**WHAT IS BEING ASKED**
Rescale the records below by restating every line, requests included, with each point coordinate in the answers multiplied by 1.55 and rounded to the nearest whole number, halves rounding up. Leave the pictures out of your output.

**EXERCISE MATERIAL**
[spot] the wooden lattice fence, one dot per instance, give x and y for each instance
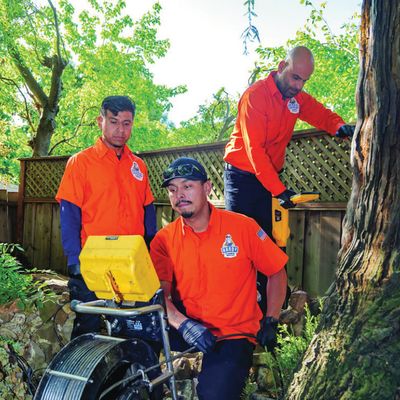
(8, 213)
(315, 162)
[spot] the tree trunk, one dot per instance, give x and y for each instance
(356, 353)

**SOLUTION BELOW**
[spot] the wooden lattice fence, one dot per instance, give x and y for each instance
(12, 330)
(488, 251)
[spot] the tree trunk, one dot per instance, give x and y for each instance
(552, 547)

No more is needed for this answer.